**Tareas y ejercicios:**
#1 Indica si cada afirmación coincide con el fragmento sobre el otoño: (a) Quien escribe querría que el verano durara para siempre. (b) La berrea empieza con las primeras lluvias de septiembre. (c) En los paseos por los pinares se llevaba algún dispositivo electrónico. Responde sí o no y cita las palabras del fragmento que lo deciden.
#2 Según el fragmento sobre el otoño, ¿qué se buscaba en los largos paseos entre los pinares?
#3 Reescribe el tramo del fragmento sobre el otoño que va desde "En Asuntos sociales" hasta "de cada momento.", cambiando "verano" por "estío".

**Fragmento seleccionado:**
_ _ _ _ _

En Asuntos sociales por

Algunos querrían prolongar el verano por los siglos de los siglos. No es mi caso. Ya finalizado el rodaje del inicio del curso académico y político, todo está en marcha para algo nuevo. La arena, el calor, la ociosidad, quedan reducidos a lágrimas en la lluvia, y del verano sólo cabe preservar, si de ello hemos gozado, la capacidad tan valiosa de disfrutar de cada momento.

Con el otoño empiezan toda clase de cursos. Las primeras lluvias de septiembre dan inicio a la berrea, y ello es prácticamente acontecimiento inaugural de la temporada de caza. En los bosques comienza un ciclo de vida que se manifiesta, entre otras muchas formas, en la recolección de las setas (en la medida en que las lluvias lo permitan). En mi caso guardo cálidos recuerdos de largos paseos entre los pinares en busca de níscalos –sin la mala compañía de ninguna clase de dispositivo electrónico–, con el ánimo de regresar junto a la lumbre, en un tiempo donde el frío preludia el invierno y la luz y el calor cada vez son más preciados.

_ _ _ _ _

**Entradas facilitadas:**

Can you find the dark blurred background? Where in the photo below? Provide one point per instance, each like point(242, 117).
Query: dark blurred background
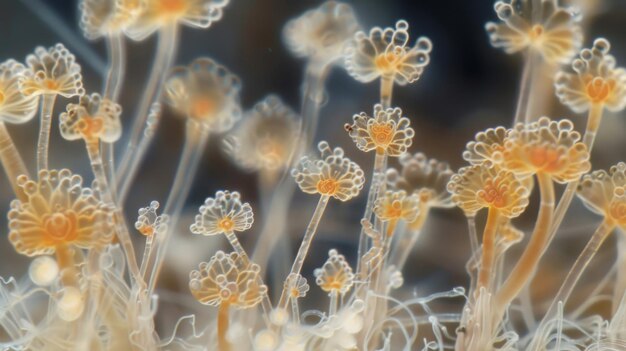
point(467, 87)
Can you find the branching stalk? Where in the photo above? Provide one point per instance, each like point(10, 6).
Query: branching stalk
point(593, 124)
point(166, 50)
point(304, 247)
point(576, 271)
point(121, 228)
point(196, 138)
point(526, 266)
point(275, 219)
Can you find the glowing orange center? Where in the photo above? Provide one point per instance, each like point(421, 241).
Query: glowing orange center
point(327, 186)
point(618, 211)
point(535, 32)
point(387, 62)
point(332, 283)
point(60, 227)
point(172, 6)
point(226, 224)
point(598, 89)
point(426, 195)
point(228, 291)
point(382, 134)
point(494, 193)
point(545, 159)
point(202, 108)
point(90, 127)
point(394, 210)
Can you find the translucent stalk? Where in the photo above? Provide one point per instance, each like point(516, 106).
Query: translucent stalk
point(275, 220)
point(619, 291)
point(473, 235)
point(295, 311)
point(524, 90)
point(526, 266)
point(593, 124)
point(117, 66)
point(334, 302)
point(166, 50)
point(223, 322)
point(125, 182)
point(378, 176)
point(45, 115)
point(12, 162)
point(67, 268)
point(386, 90)
point(147, 253)
point(234, 242)
point(489, 249)
point(88, 325)
point(576, 271)
point(304, 247)
point(112, 88)
point(196, 138)
point(406, 242)
point(121, 229)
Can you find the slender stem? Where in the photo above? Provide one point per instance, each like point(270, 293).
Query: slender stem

_ _ _ _ _

**Soluciones:**
#1
(a) No: "Algunos querrían prolongar el verano por los siglos de los siglos. No es mi caso."
(b) Sí: "Las primeras lluvias de septiembre dan inicio a la berrea".
(c) No: "sin la mala compañía de ninguna clase de dispositivo electrónico".

#2 Níscalos.

#3
En Asuntos sociales por

Algunos querrían prolongar el estío por los siglos de los siglos. No es mi caso. Ya finalizado el rodaje del inicio del curso académico y político, todo está en marcha para algo nuevo. La arena, el calor, la ociosidad, quedan reducidos a lágrimas en la lluvia, y del estío sólo cabe preservar, si de ello hemos gozado, la capacidad tan valiosa de disfrutar de cada momento.